**The data:**
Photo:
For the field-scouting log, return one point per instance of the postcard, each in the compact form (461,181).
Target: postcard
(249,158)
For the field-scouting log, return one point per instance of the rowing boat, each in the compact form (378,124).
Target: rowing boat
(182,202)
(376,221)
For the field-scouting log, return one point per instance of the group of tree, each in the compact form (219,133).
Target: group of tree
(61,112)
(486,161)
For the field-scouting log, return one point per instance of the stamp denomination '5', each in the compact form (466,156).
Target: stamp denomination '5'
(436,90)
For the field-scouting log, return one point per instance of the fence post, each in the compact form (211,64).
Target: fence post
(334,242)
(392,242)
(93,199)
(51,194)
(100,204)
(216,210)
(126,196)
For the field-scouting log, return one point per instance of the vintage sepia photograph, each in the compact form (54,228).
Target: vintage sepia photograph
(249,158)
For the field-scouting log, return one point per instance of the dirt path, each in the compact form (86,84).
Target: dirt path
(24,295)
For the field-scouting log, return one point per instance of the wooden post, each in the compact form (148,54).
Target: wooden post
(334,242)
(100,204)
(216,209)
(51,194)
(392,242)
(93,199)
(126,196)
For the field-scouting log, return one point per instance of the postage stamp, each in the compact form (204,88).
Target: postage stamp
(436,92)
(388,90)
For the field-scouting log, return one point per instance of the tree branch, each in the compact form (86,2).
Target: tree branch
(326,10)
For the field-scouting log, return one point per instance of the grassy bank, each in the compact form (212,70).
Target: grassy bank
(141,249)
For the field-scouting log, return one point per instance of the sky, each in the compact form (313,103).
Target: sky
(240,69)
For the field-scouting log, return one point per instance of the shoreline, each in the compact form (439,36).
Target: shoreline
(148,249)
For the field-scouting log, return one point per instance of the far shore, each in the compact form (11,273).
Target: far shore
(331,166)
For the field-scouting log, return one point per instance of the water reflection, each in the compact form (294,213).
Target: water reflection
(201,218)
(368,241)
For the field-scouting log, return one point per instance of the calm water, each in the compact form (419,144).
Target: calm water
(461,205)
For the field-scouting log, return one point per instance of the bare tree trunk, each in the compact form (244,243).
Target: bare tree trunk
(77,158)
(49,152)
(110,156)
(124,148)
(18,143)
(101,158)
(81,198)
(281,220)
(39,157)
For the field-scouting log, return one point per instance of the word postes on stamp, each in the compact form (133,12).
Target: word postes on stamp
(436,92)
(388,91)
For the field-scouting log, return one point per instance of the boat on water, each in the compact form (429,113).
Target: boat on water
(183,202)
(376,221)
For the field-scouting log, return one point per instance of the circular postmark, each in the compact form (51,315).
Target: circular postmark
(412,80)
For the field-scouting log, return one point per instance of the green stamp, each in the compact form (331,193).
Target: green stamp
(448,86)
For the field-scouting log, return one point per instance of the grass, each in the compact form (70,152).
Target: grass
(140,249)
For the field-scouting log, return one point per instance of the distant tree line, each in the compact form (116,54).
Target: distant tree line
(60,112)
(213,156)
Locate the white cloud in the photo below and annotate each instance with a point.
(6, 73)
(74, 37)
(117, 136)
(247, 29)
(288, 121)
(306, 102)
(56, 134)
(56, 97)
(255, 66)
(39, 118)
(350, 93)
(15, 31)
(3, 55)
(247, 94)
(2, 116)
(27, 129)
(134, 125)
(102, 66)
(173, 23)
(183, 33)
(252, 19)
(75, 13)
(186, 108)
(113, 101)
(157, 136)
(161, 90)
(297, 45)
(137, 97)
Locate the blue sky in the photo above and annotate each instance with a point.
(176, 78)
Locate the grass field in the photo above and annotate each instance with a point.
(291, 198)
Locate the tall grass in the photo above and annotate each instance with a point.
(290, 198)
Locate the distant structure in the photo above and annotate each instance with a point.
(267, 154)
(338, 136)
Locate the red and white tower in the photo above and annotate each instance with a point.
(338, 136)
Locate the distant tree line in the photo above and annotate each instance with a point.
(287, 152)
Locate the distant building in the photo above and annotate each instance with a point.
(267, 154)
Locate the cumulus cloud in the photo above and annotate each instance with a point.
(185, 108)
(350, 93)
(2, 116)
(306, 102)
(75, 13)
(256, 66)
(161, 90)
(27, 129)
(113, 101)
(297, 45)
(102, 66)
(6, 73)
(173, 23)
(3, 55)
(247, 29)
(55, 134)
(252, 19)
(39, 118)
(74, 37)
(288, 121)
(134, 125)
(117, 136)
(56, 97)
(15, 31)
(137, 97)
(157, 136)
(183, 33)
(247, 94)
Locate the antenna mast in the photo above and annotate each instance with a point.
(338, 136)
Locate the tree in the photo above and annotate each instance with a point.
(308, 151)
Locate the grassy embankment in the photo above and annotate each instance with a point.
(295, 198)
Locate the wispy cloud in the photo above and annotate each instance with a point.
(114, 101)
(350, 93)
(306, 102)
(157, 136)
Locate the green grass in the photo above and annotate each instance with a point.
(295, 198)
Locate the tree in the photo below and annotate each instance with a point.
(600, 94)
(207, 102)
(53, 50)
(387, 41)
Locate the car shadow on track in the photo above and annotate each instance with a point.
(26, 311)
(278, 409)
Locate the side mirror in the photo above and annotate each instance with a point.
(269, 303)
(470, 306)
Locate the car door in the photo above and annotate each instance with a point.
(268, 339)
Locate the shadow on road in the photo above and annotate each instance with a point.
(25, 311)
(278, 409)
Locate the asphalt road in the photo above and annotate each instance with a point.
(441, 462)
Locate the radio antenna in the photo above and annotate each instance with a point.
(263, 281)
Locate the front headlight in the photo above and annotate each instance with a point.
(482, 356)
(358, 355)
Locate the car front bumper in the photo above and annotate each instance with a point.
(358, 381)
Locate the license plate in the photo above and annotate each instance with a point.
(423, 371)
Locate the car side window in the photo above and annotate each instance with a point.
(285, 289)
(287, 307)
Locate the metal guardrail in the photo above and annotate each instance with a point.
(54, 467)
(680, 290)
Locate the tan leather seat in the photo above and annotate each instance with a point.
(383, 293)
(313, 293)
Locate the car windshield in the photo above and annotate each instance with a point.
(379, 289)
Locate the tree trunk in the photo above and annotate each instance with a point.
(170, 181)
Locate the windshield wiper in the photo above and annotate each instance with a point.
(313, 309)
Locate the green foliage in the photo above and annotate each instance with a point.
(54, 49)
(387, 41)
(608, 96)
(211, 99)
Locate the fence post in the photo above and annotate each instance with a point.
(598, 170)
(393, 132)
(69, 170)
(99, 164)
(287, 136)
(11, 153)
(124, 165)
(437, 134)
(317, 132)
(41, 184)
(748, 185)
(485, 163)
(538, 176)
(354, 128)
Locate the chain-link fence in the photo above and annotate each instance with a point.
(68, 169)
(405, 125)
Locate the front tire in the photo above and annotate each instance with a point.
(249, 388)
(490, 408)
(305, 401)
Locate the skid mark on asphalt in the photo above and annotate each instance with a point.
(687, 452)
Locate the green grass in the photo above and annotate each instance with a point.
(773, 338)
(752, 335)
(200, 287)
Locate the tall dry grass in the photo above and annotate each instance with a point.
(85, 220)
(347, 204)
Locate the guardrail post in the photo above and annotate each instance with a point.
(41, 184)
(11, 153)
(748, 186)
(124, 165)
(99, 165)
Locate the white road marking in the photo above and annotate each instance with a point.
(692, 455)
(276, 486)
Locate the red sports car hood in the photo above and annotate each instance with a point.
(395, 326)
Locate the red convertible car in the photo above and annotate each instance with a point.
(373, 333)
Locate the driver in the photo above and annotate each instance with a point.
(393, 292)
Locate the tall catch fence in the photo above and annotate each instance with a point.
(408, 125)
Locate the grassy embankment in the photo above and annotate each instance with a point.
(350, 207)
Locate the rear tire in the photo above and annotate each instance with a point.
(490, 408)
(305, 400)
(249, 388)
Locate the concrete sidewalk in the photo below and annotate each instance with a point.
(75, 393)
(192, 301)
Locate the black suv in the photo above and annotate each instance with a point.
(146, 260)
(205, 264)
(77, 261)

**Description of the task:**
Beginning with the line that has "Target: dirt path" and ending with the line that has "compact form (204,88).", set down the lines above exactly and include no others.

**The completed task:**
Target: dirt path
(24,295)
For the field-scouting log, return one point per instance of the wooden post, each in the compact form (148,54).
Target: wooden post
(334,242)
(100,204)
(216,209)
(51,194)
(392,242)
(93,199)
(126,196)
For the field-scouting log, return one point per instance of the postage stamp, each in the compact form (204,88).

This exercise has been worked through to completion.